━━━ Provided passage ━━━
Newport West constituency
- Turnout: 37.1%
|  | First party | Second party |
|  |  | Con |
| Candidate | Ruth Jones | Matthew Evans |
| Party | Labour | Conservative |
| Popular vote | 9,308 | 7,357 |
| Percentage | 39.6% | 31.3% |
| Swing | −12.7 pp | −8.0 pp |
|  | Third party | Fourth party |
|  |  | PC |
| Candidate | Neil Hamilton | Jonathan Clark |
| Party | UKIP | Plaid Cymru |
| Popular vote | 2,023 | 1,185 |
| Percentage | 8.6% | 5.0% |
| Swing | +6.1 pp | +2.5 pp |
| MP before election Paul Flynn Labour | Elected MP Ruth Jones Labour |

= 2019 Newport West by-election =

2019 UK parliamentary by-election

A by-election for the United Kingdom parliamentary constituency of Newport West was held on 4 April 2019, following the death of incumbent Labour Party MP Paul Flynn. Labour candidate Ruth Jones held the seat for the party, albeit with a reduced majority.

==Background==
In October 2018, the sitting MP Paul Flynn indicated his intention to resign his seat in the imminent future following a worsening of his rheumatoid arthritis. At the time, Flynn indicated that he would wait for a snap general election in case that allowed him to stand down without triggering a by-election, citing the expense involved in organising and holding one. He died on 17 February 2019 following a "long illness".

Newport West was held by Labour since 1987, when Flynn won the seat from the Conservatives. The constituency was semi-marginal, with Labour majorities not exceeding 10,000 votes except during the electoral landslide of 1997.

The writ of election was moved in Parliament on 28 February, scheduling the by-election for 4 April 2019.

==Candidates and timetable==
Flynn had indicated his intention to stand down at or before the next general election and political parties had begun to select candidates in Newport West for the next general election, including Jonathan Clark (Plaid Cymru), Matthew Evans (Welsh Conservatives), Ruth Jones (Welsh Labour) and Amelia Womack (Green Party). UKIP selected its Welsh leader Neil Hamilton. The Liberal Democrats selected Ryan Jones. Also standing were Richard Suchorzewski for the Abolish the Welsh Assembly Party; June Davies for the Renew Party; Ian McLean for the continuing SDP; and candidates for For Britain and the Democrats and Veterans.

The new Brexit Party said it would not be standing. The recently formed Independent Group also declined to field its own candidate.

The election was administered by Newport City Council, with the statement of persons nominated published on 8 March 2019.
━━━ Raw data ━━━
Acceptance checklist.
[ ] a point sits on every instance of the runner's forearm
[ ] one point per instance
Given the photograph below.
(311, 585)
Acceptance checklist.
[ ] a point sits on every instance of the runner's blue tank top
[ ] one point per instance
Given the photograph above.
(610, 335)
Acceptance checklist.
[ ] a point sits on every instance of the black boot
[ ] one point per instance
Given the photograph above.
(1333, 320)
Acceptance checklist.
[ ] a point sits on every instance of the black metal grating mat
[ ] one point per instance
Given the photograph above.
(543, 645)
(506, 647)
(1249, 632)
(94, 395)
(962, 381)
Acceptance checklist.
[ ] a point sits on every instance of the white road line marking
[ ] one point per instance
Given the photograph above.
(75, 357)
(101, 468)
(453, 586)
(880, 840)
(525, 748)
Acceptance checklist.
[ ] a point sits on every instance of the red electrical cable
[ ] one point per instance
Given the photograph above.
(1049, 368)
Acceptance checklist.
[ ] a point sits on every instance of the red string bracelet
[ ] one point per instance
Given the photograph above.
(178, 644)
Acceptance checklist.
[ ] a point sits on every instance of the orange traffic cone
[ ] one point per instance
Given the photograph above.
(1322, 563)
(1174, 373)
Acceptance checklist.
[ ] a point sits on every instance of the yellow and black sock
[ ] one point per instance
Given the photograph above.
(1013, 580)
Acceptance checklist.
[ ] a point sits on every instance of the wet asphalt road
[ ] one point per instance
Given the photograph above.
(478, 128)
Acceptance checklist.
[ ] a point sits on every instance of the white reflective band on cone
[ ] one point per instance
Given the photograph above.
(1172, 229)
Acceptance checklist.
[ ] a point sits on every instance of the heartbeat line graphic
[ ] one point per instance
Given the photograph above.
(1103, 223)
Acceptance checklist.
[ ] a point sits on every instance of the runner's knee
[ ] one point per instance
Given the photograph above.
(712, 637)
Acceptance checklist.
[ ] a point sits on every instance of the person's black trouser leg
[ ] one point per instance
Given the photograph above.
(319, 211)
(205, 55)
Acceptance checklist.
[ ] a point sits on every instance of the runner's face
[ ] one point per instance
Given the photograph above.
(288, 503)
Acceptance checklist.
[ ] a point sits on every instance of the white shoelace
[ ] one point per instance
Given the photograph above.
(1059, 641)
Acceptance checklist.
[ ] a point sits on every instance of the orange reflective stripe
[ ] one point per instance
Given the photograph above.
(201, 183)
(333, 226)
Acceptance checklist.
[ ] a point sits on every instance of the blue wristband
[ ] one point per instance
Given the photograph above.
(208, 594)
━━━
Prompt:
Set down the by-election text from "A by-election for" up to and including "a reduced majority.", without changing a word. The entries have no connection to the by-election text.

Solved exercise:
A by-election for the United Kingdom parliamentary constituency of Newport West was held on 4 April 2019, following the death of incumbent Labour Party MP Paul Flynn. Labour candidate Ruth Jones held the seat for the party, albeit with a reduced majority.